— Excerpt provided —
╔══
Beyond the operational problems with the Mark I, a more serious issue was the growing number of new radar systems being deployed. Even as the Mark I was being tested, the RAF, Royal Navy and British Army were introducing new systems, spanning a wide range of frequencies from the RAF's 200 MHz systems used on night fighters and Chain Home Low to the Army's 75 MHz gun-laying radars and on to the CH at 20 to 30 MHz. Attempting to manually tune among these would be impractical and impossible if the aircraft were visible to more than one radar, which was increasingly the case.

A solution was already under development in early 1939, similar to the Mark I but employing tuned circuits sensitive to many radar sets. It used a "complicated system of cams and cogs and Geneva mechanisms" to switch among the bands by connecting to oscillators covering a band and then used a motorised tuning capacitor to sweep through the frequency range within that band. (Note: A Geneva drive uses a cam and a follower to convert continuous rotary motion to periodic.) To ensure the signal was the right strength and did not cause squitter, an automatic gain control was added. These changes eliminated the need for tuning or gain adjustments in flight, greatly improving the chance it would respond correctly to a radar. Only periodic adjustments on the ground were needed to keep it working properly.
╚══
— Dataset entries —
╔══
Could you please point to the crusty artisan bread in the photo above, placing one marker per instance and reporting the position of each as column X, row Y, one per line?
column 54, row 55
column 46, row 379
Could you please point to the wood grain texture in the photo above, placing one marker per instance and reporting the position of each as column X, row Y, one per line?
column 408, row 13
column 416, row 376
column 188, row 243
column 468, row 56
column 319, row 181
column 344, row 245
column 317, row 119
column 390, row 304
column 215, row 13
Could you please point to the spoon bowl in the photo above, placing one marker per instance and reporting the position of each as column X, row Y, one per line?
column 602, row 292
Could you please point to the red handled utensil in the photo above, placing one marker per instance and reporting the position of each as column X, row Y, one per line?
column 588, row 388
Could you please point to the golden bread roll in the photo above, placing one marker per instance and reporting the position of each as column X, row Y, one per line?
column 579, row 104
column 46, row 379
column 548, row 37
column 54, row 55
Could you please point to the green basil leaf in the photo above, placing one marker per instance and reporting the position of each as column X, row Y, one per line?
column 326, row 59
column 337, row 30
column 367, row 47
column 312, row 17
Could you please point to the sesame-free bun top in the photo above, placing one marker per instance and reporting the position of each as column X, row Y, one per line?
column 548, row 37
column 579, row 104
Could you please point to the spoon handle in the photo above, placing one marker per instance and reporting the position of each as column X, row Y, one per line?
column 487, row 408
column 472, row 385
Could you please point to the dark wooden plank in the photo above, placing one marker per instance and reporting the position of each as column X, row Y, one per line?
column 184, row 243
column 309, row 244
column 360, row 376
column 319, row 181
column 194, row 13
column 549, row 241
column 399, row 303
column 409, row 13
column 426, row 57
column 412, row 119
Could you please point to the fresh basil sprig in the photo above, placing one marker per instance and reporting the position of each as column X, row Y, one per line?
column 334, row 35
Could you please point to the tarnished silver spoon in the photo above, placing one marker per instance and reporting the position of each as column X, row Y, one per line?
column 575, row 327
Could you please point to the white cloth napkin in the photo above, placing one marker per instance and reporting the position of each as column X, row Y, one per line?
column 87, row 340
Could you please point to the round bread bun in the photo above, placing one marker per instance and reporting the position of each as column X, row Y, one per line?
╚══
╔══
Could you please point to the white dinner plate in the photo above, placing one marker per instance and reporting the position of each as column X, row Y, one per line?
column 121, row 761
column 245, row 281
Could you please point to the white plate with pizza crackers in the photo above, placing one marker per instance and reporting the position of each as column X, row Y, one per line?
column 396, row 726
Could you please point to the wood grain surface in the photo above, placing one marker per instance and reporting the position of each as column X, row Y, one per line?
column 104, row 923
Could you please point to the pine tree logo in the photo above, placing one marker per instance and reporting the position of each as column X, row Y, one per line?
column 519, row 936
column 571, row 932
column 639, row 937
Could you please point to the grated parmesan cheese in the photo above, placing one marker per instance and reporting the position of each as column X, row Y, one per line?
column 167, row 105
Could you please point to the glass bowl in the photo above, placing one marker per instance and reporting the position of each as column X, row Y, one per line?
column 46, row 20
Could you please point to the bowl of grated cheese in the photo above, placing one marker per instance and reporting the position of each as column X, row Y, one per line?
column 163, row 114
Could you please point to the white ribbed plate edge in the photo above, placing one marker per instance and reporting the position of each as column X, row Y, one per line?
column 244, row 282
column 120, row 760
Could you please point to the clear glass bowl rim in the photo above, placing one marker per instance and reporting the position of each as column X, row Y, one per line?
╚══
╔══
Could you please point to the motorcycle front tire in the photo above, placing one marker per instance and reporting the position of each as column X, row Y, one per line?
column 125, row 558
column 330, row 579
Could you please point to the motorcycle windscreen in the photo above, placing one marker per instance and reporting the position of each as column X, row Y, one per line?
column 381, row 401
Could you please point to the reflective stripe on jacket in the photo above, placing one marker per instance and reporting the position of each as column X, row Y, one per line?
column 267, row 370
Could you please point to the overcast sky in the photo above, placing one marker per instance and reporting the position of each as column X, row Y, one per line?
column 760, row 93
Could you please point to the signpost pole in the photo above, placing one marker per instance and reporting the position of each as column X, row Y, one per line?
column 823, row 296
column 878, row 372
╚══
— Exercise tasks —
A) According to the excerpt on the Mark I, at what frequency did the Army's gun-laying radars operate?
B) Translate this sentence from the excerpt on the Mark I into Spanish: "Only periodic adjustments on the ground were needed to keep it working properly."
The material has nothing to do with the text.

— Activity answers —
A) 75 MHz

B) Solo se necesitaban ajustes periódicos en tierra para mantenerlo funcionando correctamente.